Please tell how many of the lines below contain "provide", using only a number.

- **INFORMATION SHOWN**
--- START ---

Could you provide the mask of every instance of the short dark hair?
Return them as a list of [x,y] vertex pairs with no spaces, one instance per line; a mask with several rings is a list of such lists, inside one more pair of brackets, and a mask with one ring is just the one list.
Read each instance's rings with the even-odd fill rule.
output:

--- END ---
--- START ---

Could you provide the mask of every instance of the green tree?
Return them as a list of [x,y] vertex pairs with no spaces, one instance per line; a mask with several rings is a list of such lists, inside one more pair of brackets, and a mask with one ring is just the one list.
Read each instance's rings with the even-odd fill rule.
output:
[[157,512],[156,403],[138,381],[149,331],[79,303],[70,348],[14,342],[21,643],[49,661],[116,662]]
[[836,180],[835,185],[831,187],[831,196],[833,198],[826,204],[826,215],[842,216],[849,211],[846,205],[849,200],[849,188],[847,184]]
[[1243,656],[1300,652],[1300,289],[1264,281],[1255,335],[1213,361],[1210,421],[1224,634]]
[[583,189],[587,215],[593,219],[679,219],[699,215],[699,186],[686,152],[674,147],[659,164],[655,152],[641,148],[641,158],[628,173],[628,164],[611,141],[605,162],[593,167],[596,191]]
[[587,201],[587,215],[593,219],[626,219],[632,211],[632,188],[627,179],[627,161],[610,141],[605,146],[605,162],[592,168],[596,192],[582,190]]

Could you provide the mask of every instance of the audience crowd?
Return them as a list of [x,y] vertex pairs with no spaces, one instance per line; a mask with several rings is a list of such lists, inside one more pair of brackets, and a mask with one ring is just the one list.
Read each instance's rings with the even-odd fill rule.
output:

--- END ---

- **RESULT OF THIS EXERCISE**
3